>> BEGIN The input

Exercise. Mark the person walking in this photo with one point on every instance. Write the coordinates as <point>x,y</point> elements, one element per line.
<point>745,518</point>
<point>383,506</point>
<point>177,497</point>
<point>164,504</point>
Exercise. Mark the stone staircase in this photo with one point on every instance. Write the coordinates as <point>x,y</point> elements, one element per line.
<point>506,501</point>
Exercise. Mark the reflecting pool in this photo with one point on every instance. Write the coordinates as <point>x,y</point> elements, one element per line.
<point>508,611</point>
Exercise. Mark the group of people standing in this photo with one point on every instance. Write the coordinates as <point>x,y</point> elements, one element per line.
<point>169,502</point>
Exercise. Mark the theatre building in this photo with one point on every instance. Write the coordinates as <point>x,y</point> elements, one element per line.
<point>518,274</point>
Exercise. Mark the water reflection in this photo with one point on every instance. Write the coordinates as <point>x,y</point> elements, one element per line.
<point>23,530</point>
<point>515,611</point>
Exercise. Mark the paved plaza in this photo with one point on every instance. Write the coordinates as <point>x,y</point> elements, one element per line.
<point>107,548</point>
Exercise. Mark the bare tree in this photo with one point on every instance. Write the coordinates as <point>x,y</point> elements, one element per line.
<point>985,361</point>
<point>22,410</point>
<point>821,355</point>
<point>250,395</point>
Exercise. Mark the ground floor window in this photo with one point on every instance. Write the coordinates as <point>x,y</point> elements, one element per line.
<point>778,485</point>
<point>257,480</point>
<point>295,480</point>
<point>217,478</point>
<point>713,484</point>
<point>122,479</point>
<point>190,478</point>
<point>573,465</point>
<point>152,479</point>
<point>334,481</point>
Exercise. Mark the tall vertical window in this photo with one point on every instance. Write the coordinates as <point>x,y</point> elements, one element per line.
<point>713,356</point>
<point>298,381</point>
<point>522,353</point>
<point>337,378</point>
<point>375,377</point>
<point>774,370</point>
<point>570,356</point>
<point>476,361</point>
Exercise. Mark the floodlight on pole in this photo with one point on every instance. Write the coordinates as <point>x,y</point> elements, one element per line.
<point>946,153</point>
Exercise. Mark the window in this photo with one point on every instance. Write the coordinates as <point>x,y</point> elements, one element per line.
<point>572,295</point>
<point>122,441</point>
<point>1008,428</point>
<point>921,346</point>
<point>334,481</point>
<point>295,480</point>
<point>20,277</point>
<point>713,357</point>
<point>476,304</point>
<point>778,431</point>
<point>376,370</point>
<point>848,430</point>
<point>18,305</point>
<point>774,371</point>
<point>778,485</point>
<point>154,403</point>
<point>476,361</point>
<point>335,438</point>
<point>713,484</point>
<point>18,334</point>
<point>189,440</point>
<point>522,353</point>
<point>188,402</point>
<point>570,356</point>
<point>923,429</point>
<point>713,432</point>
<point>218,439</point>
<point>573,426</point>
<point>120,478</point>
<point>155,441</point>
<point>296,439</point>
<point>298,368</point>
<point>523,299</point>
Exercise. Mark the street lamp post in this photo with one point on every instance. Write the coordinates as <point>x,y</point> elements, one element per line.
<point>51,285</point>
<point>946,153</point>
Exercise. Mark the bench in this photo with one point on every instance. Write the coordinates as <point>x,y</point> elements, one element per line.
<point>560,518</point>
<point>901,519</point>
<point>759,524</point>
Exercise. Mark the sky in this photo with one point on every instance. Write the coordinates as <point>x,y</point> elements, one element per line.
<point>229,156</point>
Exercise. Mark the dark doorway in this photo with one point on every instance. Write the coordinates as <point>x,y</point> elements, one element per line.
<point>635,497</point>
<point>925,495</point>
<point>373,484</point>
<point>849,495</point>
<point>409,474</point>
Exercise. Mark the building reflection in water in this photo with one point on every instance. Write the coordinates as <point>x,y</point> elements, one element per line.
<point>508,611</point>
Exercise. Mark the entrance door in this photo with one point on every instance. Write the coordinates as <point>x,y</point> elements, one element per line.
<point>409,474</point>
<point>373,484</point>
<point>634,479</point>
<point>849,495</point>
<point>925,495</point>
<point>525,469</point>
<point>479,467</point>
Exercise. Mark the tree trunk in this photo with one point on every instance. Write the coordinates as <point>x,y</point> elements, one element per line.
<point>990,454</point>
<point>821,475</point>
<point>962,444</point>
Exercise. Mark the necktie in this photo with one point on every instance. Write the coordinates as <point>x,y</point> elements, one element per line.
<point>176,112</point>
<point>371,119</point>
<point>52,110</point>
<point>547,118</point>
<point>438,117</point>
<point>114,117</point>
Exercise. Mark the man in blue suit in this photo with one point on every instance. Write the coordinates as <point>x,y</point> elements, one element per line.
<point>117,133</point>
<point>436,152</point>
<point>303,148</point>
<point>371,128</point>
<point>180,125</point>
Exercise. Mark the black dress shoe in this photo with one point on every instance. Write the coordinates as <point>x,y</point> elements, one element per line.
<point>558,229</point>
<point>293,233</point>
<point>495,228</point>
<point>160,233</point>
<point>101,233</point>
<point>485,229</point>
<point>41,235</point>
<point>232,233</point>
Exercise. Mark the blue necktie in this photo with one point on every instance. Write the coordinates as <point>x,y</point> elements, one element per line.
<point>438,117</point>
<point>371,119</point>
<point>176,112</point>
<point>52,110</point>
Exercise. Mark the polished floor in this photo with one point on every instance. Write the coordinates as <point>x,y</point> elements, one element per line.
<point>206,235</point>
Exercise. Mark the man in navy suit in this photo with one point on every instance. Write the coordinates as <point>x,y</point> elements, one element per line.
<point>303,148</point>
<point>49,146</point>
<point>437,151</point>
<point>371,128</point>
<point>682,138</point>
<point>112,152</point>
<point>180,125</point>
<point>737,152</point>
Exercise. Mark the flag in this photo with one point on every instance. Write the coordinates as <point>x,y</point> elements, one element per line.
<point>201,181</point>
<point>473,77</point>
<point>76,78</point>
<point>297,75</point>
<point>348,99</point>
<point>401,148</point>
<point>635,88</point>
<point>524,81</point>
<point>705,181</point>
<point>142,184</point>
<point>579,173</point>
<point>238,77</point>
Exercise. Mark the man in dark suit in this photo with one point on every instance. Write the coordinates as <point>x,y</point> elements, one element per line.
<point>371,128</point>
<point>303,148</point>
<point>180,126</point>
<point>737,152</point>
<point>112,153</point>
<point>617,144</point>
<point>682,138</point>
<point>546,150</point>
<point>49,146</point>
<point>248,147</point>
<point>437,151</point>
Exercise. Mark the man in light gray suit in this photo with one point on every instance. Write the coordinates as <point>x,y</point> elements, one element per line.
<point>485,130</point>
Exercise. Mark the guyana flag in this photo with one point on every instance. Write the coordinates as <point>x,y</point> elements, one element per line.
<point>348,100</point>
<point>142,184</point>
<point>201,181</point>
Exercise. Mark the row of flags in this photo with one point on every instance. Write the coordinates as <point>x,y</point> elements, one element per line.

>> END The input
>> BEGIN The input

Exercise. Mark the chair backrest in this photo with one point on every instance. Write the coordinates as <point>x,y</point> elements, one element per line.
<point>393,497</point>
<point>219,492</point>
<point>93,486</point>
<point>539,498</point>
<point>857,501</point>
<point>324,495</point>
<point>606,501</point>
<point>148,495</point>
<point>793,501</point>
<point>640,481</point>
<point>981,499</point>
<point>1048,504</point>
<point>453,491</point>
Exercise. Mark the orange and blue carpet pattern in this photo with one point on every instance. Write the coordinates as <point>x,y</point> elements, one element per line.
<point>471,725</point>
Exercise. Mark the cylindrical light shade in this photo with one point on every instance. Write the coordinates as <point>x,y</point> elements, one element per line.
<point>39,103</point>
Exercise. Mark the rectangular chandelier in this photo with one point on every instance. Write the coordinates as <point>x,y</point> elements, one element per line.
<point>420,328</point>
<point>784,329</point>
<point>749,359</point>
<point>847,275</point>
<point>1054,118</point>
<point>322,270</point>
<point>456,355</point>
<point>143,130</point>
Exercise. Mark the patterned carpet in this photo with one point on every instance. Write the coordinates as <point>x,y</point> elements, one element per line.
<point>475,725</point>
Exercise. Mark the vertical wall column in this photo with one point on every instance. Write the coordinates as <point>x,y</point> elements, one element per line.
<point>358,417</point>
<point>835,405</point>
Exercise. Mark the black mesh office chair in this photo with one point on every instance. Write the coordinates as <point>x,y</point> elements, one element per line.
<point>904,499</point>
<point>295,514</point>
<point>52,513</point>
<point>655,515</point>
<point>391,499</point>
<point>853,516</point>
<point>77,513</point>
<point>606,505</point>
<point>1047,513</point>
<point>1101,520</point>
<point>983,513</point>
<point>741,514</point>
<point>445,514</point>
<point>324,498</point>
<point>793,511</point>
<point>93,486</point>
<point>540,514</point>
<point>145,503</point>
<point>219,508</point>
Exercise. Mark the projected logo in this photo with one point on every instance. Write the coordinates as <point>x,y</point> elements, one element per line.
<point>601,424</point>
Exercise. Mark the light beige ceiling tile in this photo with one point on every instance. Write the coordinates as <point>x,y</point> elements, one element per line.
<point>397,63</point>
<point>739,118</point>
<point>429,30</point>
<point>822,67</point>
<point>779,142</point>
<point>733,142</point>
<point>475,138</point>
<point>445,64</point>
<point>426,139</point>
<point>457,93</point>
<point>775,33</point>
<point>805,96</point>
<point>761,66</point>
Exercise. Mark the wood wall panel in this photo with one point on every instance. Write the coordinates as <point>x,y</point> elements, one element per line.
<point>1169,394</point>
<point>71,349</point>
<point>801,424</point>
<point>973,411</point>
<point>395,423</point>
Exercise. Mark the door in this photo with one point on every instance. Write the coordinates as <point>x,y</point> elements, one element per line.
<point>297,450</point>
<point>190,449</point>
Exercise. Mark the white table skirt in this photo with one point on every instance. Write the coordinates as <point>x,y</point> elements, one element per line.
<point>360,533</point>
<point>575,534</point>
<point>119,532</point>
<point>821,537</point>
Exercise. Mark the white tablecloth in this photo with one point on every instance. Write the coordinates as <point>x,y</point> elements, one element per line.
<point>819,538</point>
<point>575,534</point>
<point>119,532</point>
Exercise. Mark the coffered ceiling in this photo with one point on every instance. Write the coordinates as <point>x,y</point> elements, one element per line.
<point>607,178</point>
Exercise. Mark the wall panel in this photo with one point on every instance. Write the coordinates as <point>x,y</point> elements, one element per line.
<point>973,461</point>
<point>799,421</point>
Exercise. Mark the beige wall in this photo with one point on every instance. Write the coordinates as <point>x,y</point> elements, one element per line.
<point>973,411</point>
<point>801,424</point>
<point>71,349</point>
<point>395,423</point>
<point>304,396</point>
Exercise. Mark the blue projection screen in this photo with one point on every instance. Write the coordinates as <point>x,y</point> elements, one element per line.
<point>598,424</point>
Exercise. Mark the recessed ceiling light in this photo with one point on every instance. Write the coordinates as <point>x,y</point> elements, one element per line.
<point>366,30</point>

>> END The input
>> BEGIN The input

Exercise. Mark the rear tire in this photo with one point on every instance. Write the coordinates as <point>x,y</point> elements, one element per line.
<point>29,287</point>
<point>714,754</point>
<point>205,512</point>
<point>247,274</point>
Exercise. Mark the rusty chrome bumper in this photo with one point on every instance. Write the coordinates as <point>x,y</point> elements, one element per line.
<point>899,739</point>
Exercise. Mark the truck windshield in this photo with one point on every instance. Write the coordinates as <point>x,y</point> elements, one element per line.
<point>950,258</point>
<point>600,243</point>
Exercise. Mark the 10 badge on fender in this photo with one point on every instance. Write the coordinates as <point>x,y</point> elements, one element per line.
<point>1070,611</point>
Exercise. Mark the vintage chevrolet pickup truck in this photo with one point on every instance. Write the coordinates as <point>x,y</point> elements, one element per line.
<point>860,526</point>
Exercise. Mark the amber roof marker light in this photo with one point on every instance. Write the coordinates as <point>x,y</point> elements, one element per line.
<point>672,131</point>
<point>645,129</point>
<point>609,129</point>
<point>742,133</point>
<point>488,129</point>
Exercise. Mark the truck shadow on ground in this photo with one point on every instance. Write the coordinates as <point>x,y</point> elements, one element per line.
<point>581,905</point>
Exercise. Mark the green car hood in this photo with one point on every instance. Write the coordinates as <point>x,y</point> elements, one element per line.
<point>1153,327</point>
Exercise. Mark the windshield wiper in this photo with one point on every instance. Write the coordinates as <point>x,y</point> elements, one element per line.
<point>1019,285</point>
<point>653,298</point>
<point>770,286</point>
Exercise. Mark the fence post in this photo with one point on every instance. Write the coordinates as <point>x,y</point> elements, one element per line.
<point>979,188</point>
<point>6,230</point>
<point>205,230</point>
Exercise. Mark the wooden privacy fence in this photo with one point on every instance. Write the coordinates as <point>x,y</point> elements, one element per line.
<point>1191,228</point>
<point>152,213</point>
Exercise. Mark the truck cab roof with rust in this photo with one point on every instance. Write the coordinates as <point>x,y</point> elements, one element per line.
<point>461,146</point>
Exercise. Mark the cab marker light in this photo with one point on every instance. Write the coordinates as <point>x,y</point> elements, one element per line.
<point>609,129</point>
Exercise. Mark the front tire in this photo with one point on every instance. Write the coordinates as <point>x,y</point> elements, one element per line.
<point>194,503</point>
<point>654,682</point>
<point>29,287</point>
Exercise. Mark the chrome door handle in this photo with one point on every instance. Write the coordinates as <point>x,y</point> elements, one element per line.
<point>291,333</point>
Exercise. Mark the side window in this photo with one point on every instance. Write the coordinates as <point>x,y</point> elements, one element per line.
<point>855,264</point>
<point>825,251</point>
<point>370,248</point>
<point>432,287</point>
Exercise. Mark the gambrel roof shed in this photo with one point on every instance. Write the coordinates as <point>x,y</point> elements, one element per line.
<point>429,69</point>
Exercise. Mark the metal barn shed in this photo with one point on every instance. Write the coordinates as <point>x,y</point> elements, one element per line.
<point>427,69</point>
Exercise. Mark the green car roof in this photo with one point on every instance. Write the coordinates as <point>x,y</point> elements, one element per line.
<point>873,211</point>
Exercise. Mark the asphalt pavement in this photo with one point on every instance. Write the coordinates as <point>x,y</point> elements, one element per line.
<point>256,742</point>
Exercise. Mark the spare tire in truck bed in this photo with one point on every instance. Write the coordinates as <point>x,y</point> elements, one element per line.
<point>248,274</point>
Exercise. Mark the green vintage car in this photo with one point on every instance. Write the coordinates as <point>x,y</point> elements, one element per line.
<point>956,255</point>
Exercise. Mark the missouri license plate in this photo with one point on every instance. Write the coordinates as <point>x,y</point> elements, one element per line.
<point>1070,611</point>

>> END The input

- [Work to do]:
Reproduce verbatim every line from the one containing "Exercise. Mark the building" down to the one containing "<point>479,467</point>", including both of those lines.

- [Output for this exercise]:
Exercise. Mark the building reflection in water in this photo with one point on every instance. Write the coordinates as <point>x,y</point> elements, one element per line.
<point>508,611</point>
Exercise. Mark the entrance door in this photo with one point on every instance. Write the coordinates as <point>x,y</point> elements, one element per line.
<point>409,474</point>
<point>373,484</point>
<point>634,479</point>
<point>849,495</point>
<point>925,495</point>
<point>525,469</point>
<point>479,467</point>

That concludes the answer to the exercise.